-- Begin --
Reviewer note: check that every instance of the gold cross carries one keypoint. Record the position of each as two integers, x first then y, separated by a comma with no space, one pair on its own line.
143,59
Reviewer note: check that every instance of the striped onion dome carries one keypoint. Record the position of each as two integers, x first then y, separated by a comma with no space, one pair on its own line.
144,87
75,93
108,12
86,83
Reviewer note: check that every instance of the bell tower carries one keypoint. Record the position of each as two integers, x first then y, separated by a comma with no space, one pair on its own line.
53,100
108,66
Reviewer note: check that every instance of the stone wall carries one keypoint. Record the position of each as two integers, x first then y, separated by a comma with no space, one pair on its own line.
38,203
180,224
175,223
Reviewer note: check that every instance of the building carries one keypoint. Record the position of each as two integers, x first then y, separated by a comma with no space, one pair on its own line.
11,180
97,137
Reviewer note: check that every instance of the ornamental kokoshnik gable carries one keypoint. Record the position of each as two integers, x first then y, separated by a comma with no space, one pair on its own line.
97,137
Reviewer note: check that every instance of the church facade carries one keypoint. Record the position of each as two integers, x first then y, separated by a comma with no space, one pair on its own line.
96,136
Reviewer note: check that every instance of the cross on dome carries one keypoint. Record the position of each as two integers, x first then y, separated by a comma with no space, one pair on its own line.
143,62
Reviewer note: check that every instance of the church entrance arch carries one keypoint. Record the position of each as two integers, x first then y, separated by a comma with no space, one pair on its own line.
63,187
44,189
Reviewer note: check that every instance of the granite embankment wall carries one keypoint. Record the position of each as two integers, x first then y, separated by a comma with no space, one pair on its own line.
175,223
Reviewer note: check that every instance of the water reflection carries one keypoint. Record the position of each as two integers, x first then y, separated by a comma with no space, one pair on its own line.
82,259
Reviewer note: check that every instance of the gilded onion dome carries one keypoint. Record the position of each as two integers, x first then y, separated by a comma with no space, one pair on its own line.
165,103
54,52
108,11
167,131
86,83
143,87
-- End --
* _TASK INSTRUCTIONS_
Update the data above by changing every "Reviewer note" to "Annotator note" and leaving everything else as it is.

* _TASK OUTPUT_
Annotator note: check that every instance of the gold cross carries one keypoint. Record the position of each as two integers, x first then y, separated by a comma with no space, one pair on its own line.
143,59
Annotator note: check that every instance of the striped onion dome carries one keypoint. Record the position of each as two integers, x first then y, separated by a comma with no space, one pair on its own line.
144,87
75,93
108,12
86,83
Annotator note: check that every instance of the bell tower carries one keypoint. Record the position of each as two integers, x first then y, separated by a comma with no space, one pair on its own line.
53,100
108,66
Annotator note: check that every instance of the stone wall carries one keypoint. Record the position of each as two integers, x first then y, separated by a comma with no space, one pair on its own line.
38,203
180,224
175,223
Annotator note: check that every instance of the building carries one keypoint. Record the position of each as two integers, x first then y, separated by a comma with no space, one pair on its own line.
11,180
97,137
Annotator note: check that every instance of the ornamental kokoshnik gable carries one keypoint. Record the position of each as two integers, x first then y, separated by a comma with no space, one pair on its own line.
97,137
Annotator note: check that every instance of the church facade carries one keypoint. Record the position of each as two integers, x first then y, separated by a comma with no space, one pair on its own line.
96,136
Annotator note: check that every instance of the cross on dome carries one keypoint. Record the position of each as two integers, x first then y, separated by a comma with no space, one pair on its own line.
143,62
Annotator note: check that every instance of the church entrance arch carries one keypoint. Record the position of each as two integers, x first then y, separated by a comma with no space, one pair on its own line.
63,187
44,189
Annotator note: check that every instance of the granite embankment wall carries one keypoint. Record the position of each as two integers, x first then y, separated by a comma with no space, one pair on its own line.
175,223
Annotator note: check that every instance of the water reflection carries one keypoint. Record the position of each as two integers, x first then y, separated by a comma with no space, one pair on its own line.
82,259
Annotator note: check that every instance of the gilded onion dome carries one keypoint. Record the position of each as two integers, x first then y, separated by a comma with no space, one pair on its own line.
165,103
54,52
108,11
167,131
86,83
143,87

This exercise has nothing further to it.